— start Provided entries —

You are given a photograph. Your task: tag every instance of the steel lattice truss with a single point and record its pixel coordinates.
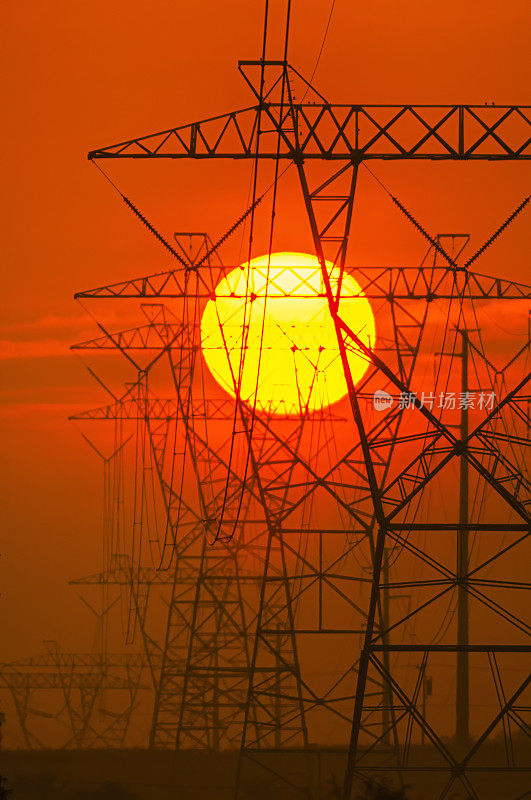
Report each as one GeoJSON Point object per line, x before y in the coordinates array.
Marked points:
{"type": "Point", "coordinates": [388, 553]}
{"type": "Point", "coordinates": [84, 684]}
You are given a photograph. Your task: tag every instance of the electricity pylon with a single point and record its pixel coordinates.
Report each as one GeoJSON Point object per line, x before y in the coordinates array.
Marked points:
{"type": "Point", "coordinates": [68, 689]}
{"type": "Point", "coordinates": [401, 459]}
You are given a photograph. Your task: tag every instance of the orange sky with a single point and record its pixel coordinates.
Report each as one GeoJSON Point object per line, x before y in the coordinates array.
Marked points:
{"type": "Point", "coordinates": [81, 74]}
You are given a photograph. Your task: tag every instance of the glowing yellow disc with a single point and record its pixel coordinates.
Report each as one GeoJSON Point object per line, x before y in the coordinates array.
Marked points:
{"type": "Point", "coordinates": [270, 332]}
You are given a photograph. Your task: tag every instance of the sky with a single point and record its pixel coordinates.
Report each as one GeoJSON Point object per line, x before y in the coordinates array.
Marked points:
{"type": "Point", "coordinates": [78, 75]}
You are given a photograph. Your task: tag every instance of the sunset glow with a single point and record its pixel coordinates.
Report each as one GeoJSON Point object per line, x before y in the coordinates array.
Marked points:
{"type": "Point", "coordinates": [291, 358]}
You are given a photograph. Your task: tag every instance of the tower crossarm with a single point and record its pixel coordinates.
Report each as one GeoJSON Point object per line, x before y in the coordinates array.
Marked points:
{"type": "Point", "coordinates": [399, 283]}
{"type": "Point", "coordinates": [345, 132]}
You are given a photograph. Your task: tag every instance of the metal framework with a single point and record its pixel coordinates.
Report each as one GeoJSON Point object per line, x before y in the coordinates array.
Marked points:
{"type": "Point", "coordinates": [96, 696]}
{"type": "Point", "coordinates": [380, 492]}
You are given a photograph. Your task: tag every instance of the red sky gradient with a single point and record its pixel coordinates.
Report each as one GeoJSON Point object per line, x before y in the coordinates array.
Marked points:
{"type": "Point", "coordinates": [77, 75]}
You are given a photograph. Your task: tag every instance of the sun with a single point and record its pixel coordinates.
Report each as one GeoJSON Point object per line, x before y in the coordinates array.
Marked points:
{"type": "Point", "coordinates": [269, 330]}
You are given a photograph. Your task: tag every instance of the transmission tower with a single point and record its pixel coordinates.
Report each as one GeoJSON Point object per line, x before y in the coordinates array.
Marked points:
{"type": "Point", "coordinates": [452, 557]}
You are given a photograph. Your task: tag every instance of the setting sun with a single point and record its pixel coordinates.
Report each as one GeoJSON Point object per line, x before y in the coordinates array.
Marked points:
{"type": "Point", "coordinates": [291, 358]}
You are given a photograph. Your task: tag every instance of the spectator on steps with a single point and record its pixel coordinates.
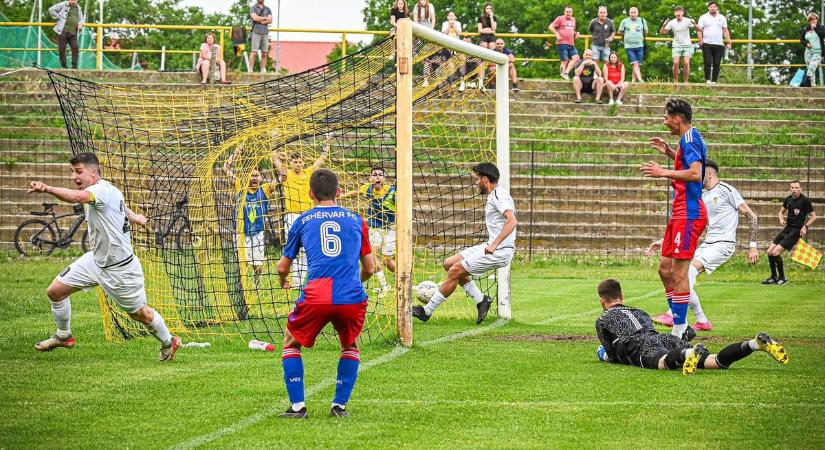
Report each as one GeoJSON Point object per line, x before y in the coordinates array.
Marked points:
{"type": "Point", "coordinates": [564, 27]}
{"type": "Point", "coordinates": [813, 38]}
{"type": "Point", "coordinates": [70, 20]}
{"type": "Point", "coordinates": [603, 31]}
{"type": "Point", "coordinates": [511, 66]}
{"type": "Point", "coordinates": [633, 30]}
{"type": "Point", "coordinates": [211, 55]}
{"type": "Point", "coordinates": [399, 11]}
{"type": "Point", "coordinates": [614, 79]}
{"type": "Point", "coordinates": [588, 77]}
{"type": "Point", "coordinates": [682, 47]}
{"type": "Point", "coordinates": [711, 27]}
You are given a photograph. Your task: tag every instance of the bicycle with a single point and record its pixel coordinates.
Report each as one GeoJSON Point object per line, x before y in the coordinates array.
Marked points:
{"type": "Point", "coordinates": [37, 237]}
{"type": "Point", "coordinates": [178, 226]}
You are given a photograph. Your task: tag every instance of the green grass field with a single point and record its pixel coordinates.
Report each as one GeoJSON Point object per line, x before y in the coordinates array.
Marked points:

— end Provided entries —
— start Provided entries —

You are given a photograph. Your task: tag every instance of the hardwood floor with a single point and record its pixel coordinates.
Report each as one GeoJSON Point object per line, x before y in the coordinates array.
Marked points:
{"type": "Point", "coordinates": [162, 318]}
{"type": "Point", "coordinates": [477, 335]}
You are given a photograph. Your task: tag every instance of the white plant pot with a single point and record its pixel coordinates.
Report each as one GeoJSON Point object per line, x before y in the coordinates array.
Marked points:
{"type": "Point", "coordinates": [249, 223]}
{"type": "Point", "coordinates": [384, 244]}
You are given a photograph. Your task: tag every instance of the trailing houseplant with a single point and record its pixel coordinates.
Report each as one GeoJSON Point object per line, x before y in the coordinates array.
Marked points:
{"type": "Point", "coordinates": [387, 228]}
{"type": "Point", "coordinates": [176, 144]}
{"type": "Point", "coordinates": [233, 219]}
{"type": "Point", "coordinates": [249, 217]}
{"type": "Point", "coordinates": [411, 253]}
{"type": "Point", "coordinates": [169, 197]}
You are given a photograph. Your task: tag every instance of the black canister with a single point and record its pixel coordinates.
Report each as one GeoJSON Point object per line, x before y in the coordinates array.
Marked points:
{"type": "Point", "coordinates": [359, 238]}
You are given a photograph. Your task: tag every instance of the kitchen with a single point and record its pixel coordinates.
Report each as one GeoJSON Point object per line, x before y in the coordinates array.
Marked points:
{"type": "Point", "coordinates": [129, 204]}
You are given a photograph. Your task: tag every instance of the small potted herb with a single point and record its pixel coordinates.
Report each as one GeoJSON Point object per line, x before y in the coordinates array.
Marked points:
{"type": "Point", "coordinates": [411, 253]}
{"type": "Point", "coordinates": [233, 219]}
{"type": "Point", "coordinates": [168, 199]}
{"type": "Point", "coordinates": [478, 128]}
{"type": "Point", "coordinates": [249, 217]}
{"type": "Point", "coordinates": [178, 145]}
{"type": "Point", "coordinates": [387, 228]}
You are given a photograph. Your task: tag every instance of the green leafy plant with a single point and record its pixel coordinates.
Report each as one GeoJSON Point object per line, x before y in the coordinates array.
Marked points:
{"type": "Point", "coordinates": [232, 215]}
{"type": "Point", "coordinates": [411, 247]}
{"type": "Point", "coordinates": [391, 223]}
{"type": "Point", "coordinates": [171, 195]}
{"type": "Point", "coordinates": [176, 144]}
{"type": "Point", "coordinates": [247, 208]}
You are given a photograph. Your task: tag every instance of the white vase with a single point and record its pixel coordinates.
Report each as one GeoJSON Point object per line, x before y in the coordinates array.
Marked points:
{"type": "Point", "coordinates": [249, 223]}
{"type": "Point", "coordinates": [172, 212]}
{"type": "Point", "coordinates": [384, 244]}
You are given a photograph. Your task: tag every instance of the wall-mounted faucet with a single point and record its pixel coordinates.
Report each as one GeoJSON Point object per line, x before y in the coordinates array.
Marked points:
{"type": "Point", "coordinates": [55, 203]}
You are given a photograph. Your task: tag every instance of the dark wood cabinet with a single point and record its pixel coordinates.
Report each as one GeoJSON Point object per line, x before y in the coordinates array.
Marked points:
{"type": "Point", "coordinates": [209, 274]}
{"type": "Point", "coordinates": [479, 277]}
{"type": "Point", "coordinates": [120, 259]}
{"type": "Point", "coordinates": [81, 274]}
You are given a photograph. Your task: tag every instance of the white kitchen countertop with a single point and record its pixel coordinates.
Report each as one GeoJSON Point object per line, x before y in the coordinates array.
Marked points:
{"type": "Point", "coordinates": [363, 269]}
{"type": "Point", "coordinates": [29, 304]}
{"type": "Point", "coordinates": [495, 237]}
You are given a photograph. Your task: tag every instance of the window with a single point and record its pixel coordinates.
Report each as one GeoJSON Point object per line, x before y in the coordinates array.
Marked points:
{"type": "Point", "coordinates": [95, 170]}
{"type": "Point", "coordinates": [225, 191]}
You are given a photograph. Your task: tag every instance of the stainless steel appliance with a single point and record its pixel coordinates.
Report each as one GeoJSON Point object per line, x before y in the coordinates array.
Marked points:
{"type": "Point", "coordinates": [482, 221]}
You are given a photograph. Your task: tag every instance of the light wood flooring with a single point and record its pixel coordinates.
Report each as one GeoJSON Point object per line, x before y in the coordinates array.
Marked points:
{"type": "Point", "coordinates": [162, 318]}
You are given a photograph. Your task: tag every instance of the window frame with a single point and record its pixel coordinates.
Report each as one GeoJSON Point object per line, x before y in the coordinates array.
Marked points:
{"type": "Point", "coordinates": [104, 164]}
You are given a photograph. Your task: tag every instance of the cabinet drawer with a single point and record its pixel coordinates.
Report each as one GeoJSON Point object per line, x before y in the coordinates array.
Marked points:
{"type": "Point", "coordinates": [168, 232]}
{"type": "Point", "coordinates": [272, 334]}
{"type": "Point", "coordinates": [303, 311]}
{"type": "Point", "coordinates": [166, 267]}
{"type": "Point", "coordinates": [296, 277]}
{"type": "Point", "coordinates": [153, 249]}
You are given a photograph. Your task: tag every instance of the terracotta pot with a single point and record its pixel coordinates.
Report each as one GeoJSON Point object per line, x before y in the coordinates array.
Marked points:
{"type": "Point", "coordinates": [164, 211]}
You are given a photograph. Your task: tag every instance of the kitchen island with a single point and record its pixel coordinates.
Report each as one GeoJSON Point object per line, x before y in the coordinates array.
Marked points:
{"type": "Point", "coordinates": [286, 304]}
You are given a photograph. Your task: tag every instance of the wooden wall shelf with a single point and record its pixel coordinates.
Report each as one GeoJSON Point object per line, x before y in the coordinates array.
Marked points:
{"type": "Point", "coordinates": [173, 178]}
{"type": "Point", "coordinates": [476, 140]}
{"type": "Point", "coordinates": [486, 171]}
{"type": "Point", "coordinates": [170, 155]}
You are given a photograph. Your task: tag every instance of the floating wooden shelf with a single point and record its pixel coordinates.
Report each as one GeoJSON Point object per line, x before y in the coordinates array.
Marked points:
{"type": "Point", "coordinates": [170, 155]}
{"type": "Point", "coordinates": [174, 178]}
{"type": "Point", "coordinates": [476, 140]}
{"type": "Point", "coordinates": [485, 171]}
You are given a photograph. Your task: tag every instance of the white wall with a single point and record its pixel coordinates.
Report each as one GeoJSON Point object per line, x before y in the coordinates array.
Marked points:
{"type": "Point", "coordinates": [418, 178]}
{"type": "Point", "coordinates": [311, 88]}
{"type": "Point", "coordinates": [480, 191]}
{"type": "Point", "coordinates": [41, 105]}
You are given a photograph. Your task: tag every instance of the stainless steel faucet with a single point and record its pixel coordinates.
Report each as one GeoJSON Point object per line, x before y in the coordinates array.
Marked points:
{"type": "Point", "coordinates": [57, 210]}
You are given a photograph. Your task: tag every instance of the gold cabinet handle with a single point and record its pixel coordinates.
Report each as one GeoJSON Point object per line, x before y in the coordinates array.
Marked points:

— end Provided entries —

▸ Written task
List every line in the records above that contains the word "stainless", copying each line in full.

▸ Exercise result
You are given a photograph. Your task: tag every instance of the stainless steel appliance with a single point and record its pixel coordinates.
You are given a photograph. Your task: tag every instance of the stainless steel faucet with a single point and record its pixel coordinates.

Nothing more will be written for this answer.